Exercise: Count the lines in the text below that contain the word "building". Give only the number.

Some records
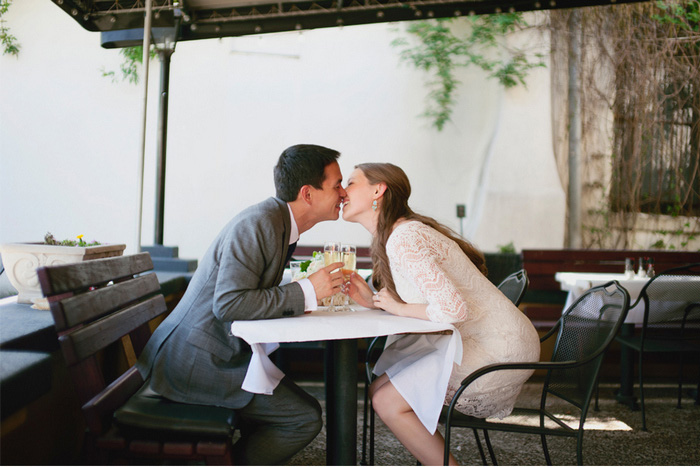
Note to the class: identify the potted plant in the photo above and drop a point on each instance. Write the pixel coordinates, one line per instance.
(22, 259)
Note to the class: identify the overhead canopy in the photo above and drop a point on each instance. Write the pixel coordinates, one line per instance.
(205, 19)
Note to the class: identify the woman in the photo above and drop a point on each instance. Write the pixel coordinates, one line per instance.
(424, 270)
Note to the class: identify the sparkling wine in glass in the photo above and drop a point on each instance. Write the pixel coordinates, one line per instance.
(331, 254)
(349, 267)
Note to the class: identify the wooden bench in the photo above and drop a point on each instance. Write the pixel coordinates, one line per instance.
(102, 309)
(544, 299)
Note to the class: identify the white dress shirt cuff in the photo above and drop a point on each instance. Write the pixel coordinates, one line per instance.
(310, 302)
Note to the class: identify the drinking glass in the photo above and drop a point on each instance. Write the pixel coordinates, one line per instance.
(295, 269)
(331, 254)
(349, 266)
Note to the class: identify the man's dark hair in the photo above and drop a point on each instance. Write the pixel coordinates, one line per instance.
(303, 164)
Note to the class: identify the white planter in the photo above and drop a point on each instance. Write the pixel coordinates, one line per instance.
(22, 259)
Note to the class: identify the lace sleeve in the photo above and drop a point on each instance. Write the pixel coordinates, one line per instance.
(420, 259)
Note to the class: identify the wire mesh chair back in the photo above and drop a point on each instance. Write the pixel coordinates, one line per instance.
(514, 286)
(585, 330)
(672, 305)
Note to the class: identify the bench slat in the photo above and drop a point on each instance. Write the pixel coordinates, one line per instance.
(86, 341)
(70, 277)
(90, 306)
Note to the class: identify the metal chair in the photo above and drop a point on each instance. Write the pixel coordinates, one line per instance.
(102, 310)
(671, 323)
(583, 333)
(514, 287)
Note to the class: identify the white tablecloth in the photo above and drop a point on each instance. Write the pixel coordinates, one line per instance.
(420, 386)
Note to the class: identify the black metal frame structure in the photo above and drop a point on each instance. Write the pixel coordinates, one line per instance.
(206, 19)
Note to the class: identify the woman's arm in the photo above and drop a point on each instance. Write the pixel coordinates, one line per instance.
(385, 301)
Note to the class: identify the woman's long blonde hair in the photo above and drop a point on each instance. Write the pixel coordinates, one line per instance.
(394, 206)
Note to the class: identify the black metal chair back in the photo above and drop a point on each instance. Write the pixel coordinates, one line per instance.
(514, 286)
(583, 333)
(671, 322)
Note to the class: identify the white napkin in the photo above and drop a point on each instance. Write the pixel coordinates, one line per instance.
(262, 376)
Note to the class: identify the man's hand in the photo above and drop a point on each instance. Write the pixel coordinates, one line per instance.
(359, 291)
(327, 283)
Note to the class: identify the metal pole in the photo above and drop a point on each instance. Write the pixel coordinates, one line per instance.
(164, 54)
(574, 193)
(146, 57)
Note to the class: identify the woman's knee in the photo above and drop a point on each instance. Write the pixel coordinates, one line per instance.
(386, 401)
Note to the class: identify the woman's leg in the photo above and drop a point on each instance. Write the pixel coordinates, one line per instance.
(395, 412)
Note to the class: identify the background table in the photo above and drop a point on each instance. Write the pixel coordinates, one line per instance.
(578, 282)
(341, 330)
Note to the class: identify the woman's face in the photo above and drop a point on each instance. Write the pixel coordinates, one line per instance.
(359, 197)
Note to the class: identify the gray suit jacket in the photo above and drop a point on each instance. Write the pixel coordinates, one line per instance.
(192, 356)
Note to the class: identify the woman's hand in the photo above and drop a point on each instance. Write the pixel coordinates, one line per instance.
(384, 300)
(360, 291)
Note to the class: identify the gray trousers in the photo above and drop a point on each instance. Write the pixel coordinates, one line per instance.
(275, 427)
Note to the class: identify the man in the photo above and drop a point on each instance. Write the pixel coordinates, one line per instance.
(192, 356)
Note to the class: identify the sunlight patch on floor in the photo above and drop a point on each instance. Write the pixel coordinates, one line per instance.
(592, 423)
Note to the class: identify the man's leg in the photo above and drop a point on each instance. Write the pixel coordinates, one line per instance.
(277, 426)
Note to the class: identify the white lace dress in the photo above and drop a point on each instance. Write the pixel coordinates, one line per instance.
(429, 268)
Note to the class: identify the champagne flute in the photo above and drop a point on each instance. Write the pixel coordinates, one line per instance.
(331, 254)
(349, 267)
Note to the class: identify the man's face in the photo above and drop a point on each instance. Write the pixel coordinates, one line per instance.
(327, 200)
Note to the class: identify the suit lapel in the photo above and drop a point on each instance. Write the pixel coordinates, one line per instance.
(286, 232)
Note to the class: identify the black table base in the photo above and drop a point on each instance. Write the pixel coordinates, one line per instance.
(341, 402)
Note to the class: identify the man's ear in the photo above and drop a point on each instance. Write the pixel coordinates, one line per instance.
(305, 194)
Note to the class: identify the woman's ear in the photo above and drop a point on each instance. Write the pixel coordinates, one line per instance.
(379, 190)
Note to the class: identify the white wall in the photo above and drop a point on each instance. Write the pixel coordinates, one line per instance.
(70, 139)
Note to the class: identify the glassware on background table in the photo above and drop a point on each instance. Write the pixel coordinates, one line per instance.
(642, 271)
(629, 268)
(650, 267)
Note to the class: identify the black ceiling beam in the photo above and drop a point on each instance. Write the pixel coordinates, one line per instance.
(239, 19)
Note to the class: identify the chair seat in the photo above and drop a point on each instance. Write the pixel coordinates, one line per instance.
(151, 415)
(659, 345)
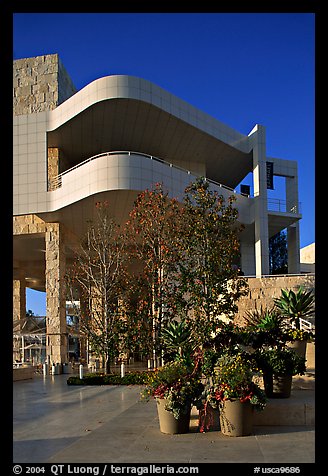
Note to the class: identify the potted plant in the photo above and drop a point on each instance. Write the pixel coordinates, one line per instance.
(176, 387)
(295, 306)
(279, 365)
(235, 394)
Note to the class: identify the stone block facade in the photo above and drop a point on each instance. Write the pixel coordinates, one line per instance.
(263, 291)
(40, 84)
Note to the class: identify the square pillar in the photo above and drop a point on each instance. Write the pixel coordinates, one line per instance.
(261, 237)
(19, 299)
(57, 342)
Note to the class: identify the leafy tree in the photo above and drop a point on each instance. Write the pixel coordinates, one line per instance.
(152, 231)
(209, 276)
(99, 273)
(278, 253)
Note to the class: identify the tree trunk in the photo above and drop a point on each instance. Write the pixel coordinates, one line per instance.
(107, 364)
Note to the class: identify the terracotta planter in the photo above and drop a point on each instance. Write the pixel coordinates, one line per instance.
(236, 418)
(167, 423)
(277, 386)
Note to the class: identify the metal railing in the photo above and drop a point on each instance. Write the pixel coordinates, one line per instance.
(278, 205)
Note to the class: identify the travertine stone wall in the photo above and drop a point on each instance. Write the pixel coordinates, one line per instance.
(57, 163)
(24, 224)
(40, 84)
(262, 291)
(19, 299)
(55, 270)
(55, 299)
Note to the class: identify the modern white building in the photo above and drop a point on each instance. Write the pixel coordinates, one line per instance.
(114, 138)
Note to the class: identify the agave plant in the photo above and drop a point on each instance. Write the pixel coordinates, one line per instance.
(295, 306)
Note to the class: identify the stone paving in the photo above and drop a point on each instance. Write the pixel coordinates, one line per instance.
(58, 423)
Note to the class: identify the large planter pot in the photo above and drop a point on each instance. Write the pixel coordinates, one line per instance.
(236, 418)
(277, 386)
(299, 346)
(167, 423)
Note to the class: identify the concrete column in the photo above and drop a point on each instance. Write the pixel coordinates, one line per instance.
(260, 201)
(293, 240)
(55, 298)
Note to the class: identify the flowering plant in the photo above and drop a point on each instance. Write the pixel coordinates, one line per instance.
(178, 383)
(300, 334)
(233, 379)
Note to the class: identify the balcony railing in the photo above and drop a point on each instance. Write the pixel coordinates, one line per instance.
(278, 205)
(56, 182)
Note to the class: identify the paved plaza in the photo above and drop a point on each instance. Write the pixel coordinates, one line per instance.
(58, 423)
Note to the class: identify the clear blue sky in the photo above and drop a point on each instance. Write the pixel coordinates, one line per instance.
(242, 68)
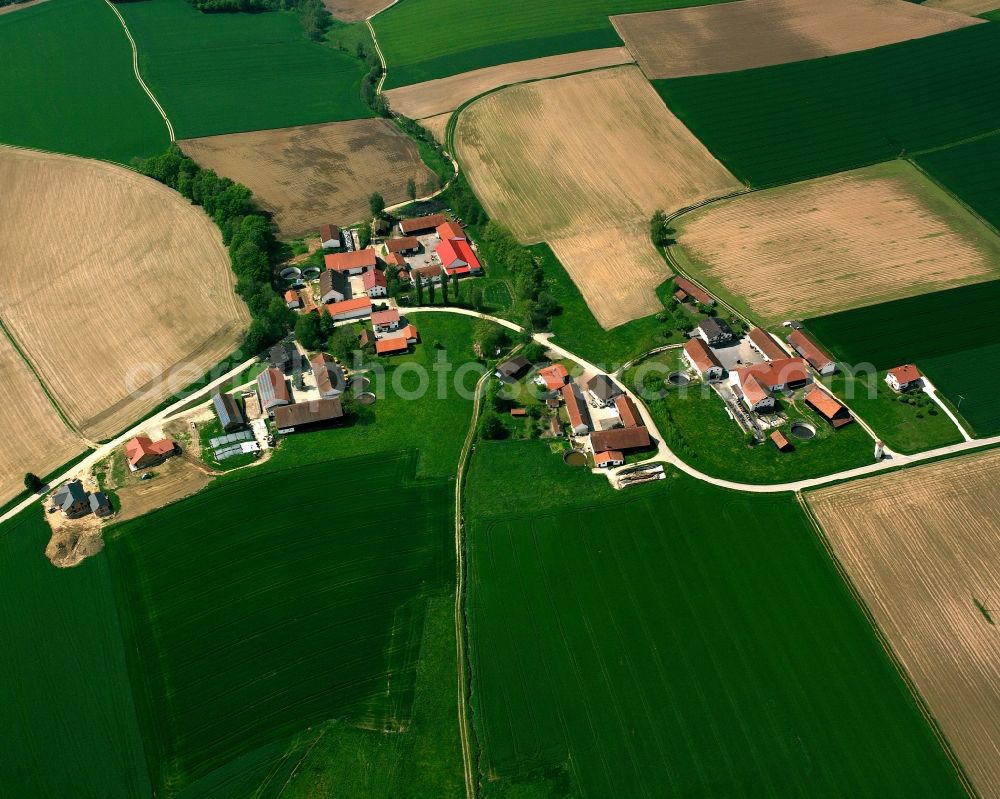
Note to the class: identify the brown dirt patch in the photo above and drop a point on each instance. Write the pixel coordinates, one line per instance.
(310, 175)
(117, 288)
(853, 239)
(588, 182)
(921, 546)
(446, 94)
(757, 33)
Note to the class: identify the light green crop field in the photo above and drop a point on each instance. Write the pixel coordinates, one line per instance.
(490, 32)
(677, 640)
(263, 606)
(70, 726)
(67, 84)
(229, 73)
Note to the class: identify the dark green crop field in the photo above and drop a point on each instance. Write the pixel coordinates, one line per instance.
(70, 727)
(953, 336)
(228, 73)
(971, 171)
(678, 640)
(427, 39)
(795, 121)
(268, 604)
(67, 84)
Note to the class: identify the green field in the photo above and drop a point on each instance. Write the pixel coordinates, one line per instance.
(68, 84)
(953, 336)
(491, 32)
(826, 115)
(678, 640)
(268, 604)
(971, 171)
(228, 73)
(65, 701)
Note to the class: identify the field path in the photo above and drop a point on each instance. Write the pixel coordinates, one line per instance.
(138, 77)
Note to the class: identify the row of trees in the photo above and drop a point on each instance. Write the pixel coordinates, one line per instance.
(253, 250)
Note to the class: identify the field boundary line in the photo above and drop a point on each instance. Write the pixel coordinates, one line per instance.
(886, 645)
(138, 77)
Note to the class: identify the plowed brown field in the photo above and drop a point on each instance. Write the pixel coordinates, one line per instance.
(853, 239)
(922, 546)
(548, 160)
(756, 33)
(446, 94)
(308, 176)
(117, 288)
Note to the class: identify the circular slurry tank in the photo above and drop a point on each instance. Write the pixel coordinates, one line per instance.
(803, 430)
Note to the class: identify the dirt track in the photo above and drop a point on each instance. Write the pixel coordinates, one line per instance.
(756, 33)
(923, 547)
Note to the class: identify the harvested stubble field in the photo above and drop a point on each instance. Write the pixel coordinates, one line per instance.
(523, 149)
(853, 239)
(757, 33)
(128, 299)
(314, 174)
(446, 94)
(35, 439)
(922, 549)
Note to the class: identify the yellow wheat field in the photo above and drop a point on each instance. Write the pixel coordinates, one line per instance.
(112, 281)
(582, 162)
(922, 546)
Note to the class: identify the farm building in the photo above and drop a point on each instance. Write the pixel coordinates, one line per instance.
(700, 357)
(353, 263)
(602, 391)
(385, 321)
(688, 290)
(329, 237)
(457, 257)
(142, 452)
(328, 375)
(827, 407)
(510, 371)
(714, 331)
(334, 287)
(406, 245)
(290, 418)
(553, 377)
(609, 459)
(350, 309)
(812, 352)
(272, 389)
(903, 378)
(579, 415)
(375, 283)
(420, 224)
(763, 342)
(228, 411)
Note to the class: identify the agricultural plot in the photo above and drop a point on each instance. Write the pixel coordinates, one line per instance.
(47, 101)
(844, 241)
(65, 691)
(971, 171)
(749, 33)
(318, 173)
(628, 648)
(522, 158)
(130, 246)
(812, 118)
(921, 548)
(229, 73)
(434, 97)
(254, 621)
(492, 32)
(921, 330)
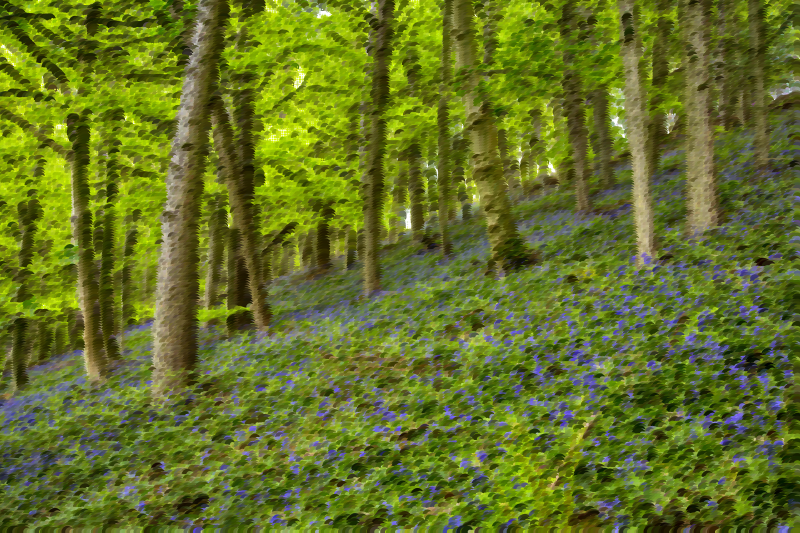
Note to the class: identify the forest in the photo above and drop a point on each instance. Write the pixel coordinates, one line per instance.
(451, 264)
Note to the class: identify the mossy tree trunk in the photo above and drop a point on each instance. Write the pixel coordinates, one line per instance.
(94, 356)
(416, 192)
(443, 125)
(175, 331)
(726, 90)
(351, 248)
(602, 128)
(217, 233)
(308, 255)
(323, 241)
(108, 249)
(660, 72)
(240, 194)
(574, 108)
(636, 132)
(28, 212)
(755, 9)
(128, 287)
(700, 167)
(508, 250)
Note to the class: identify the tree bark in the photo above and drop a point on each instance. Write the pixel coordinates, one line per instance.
(758, 54)
(175, 331)
(128, 293)
(323, 244)
(416, 193)
(508, 250)
(217, 231)
(727, 98)
(604, 140)
(443, 124)
(352, 246)
(240, 194)
(94, 356)
(700, 168)
(574, 110)
(660, 64)
(636, 131)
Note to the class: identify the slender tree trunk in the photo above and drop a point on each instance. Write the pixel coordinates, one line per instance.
(94, 356)
(58, 340)
(575, 111)
(508, 250)
(107, 275)
(636, 131)
(308, 256)
(443, 124)
(758, 54)
(175, 331)
(700, 171)
(45, 338)
(400, 198)
(128, 293)
(351, 248)
(727, 98)
(360, 243)
(416, 193)
(240, 193)
(217, 231)
(238, 287)
(660, 63)
(323, 248)
(286, 259)
(604, 141)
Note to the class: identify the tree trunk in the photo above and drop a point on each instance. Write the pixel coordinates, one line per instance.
(458, 156)
(308, 256)
(240, 194)
(323, 248)
(287, 258)
(660, 64)
(700, 168)
(758, 54)
(107, 299)
(727, 98)
(604, 140)
(508, 250)
(128, 296)
(416, 193)
(360, 244)
(400, 199)
(217, 231)
(373, 178)
(351, 248)
(443, 124)
(175, 331)
(238, 294)
(575, 111)
(636, 131)
(45, 338)
(94, 357)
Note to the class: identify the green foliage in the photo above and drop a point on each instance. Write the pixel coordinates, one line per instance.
(579, 392)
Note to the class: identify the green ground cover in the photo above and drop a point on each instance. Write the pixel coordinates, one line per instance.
(581, 392)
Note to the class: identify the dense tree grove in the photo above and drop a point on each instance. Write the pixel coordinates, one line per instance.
(205, 148)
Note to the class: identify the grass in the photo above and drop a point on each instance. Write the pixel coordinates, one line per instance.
(581, 392)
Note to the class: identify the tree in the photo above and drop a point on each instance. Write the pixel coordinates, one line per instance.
(758, 51)
(175, 328)
(507, 248)
(635, 111)
(700, 167)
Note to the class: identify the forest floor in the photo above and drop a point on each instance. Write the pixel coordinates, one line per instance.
(579, 392)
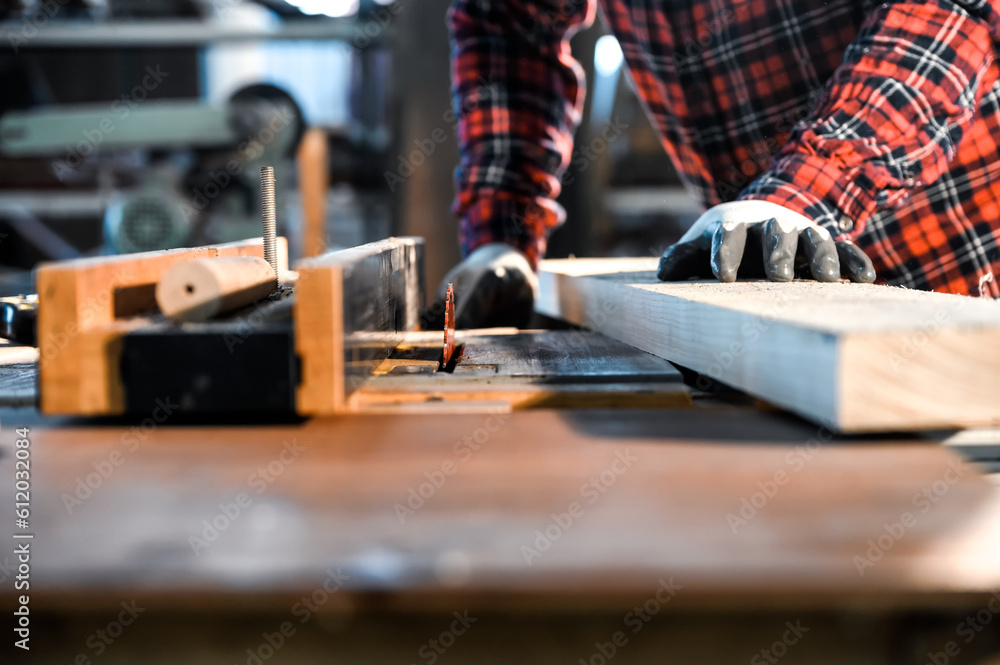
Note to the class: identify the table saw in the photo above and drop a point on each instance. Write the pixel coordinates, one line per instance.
(306, 478)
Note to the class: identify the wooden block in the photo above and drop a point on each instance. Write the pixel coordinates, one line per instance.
(314, 181)
(79, 304)
(351, 308)
(854, 357)
(199, 290)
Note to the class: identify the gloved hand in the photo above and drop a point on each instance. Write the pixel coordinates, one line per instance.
(762, 238)
(494, 286)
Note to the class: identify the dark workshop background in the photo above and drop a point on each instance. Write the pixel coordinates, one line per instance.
(373, 78)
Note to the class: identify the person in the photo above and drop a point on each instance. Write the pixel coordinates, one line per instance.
(824, 138)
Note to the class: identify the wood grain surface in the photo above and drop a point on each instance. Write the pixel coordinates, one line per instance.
(533, 509)
(84, 308)
(856, 357)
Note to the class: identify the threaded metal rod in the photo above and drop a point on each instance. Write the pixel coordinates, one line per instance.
(269, 217)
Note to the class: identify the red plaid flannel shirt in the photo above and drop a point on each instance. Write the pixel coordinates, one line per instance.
(879, 121)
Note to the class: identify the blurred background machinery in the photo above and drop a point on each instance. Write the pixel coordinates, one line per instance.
(130, 125)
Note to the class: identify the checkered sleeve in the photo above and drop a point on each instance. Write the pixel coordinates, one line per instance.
(890, 118)
(518, 97)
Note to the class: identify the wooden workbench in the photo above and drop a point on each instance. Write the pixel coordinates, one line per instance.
(547, 526)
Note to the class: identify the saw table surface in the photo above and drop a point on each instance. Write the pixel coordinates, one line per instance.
(548, 527)
(567, 506)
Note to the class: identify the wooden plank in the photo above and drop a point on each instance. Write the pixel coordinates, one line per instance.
(854, 357)
(80, 298)
(351, 308)
(314, 181)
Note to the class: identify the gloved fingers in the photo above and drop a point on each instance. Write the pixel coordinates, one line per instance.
(854, 263)
(821, 253)
(684, 260)
(780, 243)
(728, 243)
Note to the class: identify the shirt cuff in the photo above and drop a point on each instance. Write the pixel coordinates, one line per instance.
(814, 186)
(519, 222)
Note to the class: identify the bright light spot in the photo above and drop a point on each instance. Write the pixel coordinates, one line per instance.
(333, 8)
(607, 55)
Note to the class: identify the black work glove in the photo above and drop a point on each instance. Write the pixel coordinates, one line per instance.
(760, 238)
(494, 287)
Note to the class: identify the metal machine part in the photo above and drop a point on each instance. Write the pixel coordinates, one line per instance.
(18, 319)
(260, 112)
(449, 325)
(146, 221)
(269, 217)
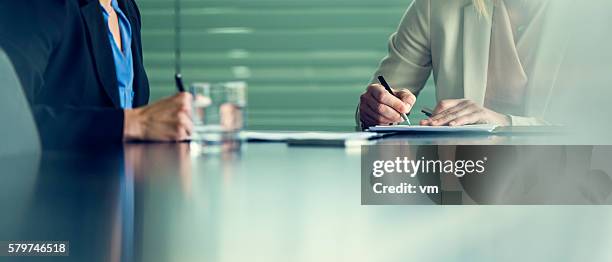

Written response: 2